**What needs to be done:** Copy all of the data below again, including the requests, and shift every coordinate in the answer points by adding 110 to each number. Keep the numbers in the requests and their format samples unchanged.

**Material:**

------

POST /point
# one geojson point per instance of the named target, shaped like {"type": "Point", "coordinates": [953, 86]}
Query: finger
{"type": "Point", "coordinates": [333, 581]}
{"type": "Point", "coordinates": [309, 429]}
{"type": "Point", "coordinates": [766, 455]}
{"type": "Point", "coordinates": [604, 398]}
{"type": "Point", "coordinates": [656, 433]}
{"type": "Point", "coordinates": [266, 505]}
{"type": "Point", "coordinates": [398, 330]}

------

**The response:**
POST /point
# one geojson point per instance of the named target, shaped like {"type": "Point", "coordinates": [953, 86]}
Query: finger
{"type": "Point", "coordinates": [443, 691]}
{"type": "Point", "coordinates": [419, 539]}
{"type": "Point", "coordinates": [876, 565]}
{"type": "Point", "coordinates": [714, 508]}
{"type": "Point", "coordinates": [766, 543]}
{"type": "Point", "coordinates": [376, 615]}
{"type": "Point", "coordinates": [508, 440]}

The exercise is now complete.